# Hindi:  अफ़वाह (masc or fem)



## amiramir

Hello,

I always thought *अफ़वाह *was masculine. But then I saw a Hindi native on this forum earlier today refer to it as feminine. In various dictionaries it appears masculine as well, but a cursory google check shows that many Hindi speakers consider it a feminine noun. 

What's the concensus here?

Thanks


----------



## Alfaaz

افواہ - _afwaah_ (also here in Farhang-e-Asifiyyah) is masculine in Urdu according to dictionaries. It is often _misused_ as feminine, even in classical poetry! From this perspective, it seems to be also accepted as feminine by some. 

Just in case anyone is interested: It is an Arabic plural literally meaning _mouths_. Arabic forum thread: أفواه

Edit: Feroz-ul-Lughaat actually lists this as feminine in Urdu here.


----------



## Englishmypassion

I don't know about dictionary entries but I have always heard, read and said "Afwaah faili hui hai/fail rhi hai" "Maine afwaah suni hai" etc, i.e. in feminine.


----------



## amiramir

Thanks, Alfaazji, for the interesting info. 

EMPji, that's good to know. I suppose when speaking I will stick to the feminine as well so as to avoid sounding pedantic, or even wrong!


----------



## Englishmypassion

A Honey Singh song, which is very popular these days in India, also has the words " Tere baare mein SUNI hai ek afwaah". 
That's right, amir. I doubt if the masculine would be pedantic-- only wrong in my opinion.


----------



## cherine

Alfaaz said:


> Just in case anyone is interested: It is an Arabic plural literally meaning _mouths_. Arabic forum thread: أفواه


And just in case someone doesn't take the time to check the thread in the Arabic forum, I'd like to clarify this here:
أفواه being the plural of an inanimate noun/object, it is treated (at least in Arabic) like a singular feminine noun. If Urdu dictionaries say the word is masculine, then maybe that the way it should be used in Urdu. But if Hindi and/or colloquial Urdu use the feminine, then maybe it's an influence of the original Arabic usage.


----------



## Alfaaz

cherine said:
			
		

> And just in case someone doesn't take the time to check the thread in the Arabic forum, I'd like to clarify this here:
> أفواه being the plural of an inanimate noun/object, it is treated (at least in Arabic) like a singular feminine noun. If Urdu dictionaries say the word is masculine, then maybe that the way it should be used in Urdu. But if Hindi and/or colloquial Urdu use the feminine, then maybe it's an influence of the original Arabic usage.

Your task: Copy the passage from the forum thread on the gender of अफ़वाह, starting with "Edit: Feroz-ul-Lughaat actually" and going on through "i.e. in feminine.".

Data shown:
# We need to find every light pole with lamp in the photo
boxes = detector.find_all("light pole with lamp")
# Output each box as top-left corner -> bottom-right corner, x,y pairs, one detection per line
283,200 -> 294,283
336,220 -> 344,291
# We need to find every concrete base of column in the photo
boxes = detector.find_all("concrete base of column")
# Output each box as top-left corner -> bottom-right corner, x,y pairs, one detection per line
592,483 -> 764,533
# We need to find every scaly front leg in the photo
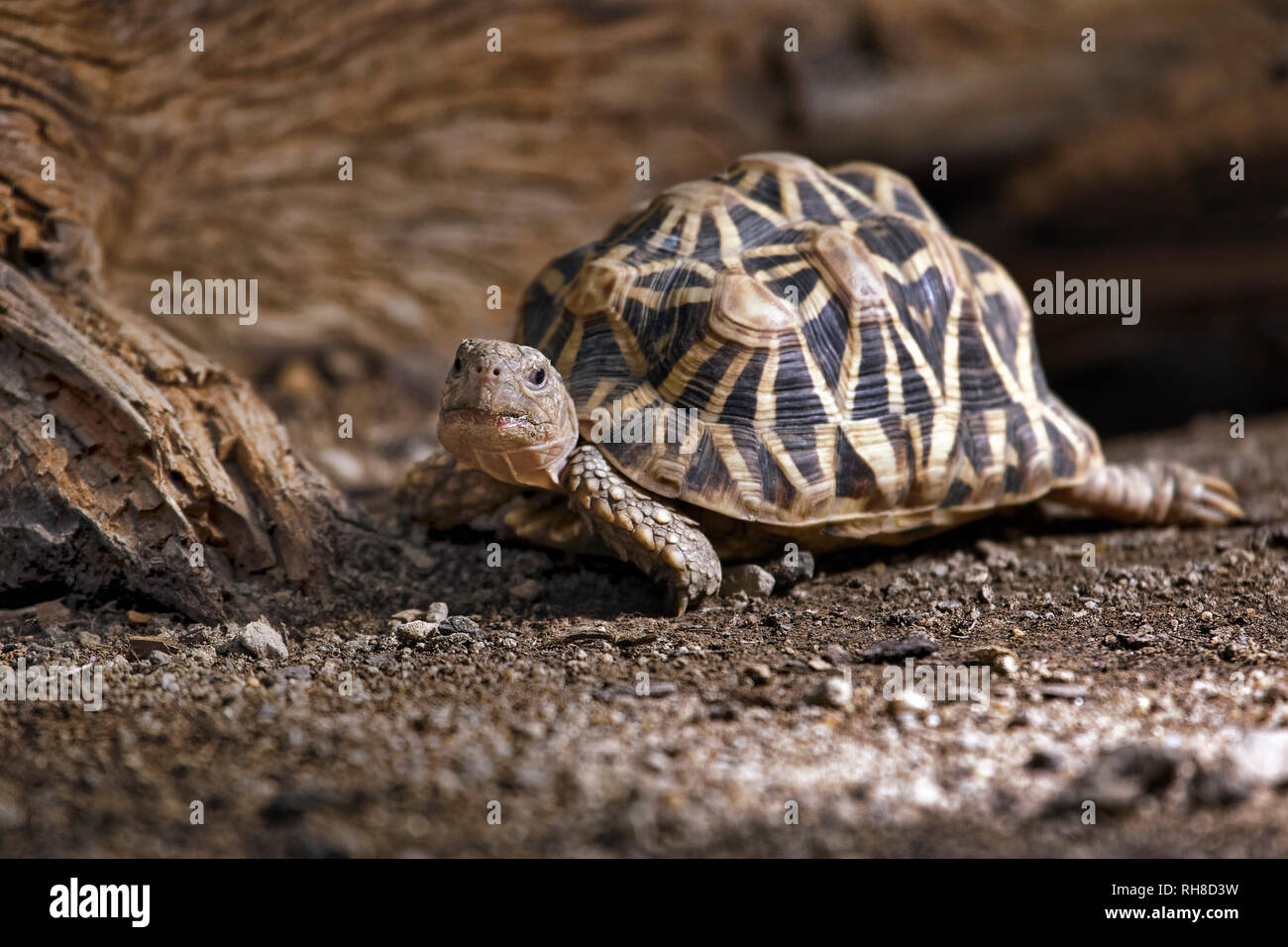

Answer to the problem:
Edit: Feroz-ul-Lughaat actually lists this as feminine in Urdu here.


----------



## Englishmypassion

I don't know about dictionary entries but I have always heard, read and said "Afwaah faili hui hai/fail rhi hai" "Maine afwaah suni hai" etc, i.e. in feminine.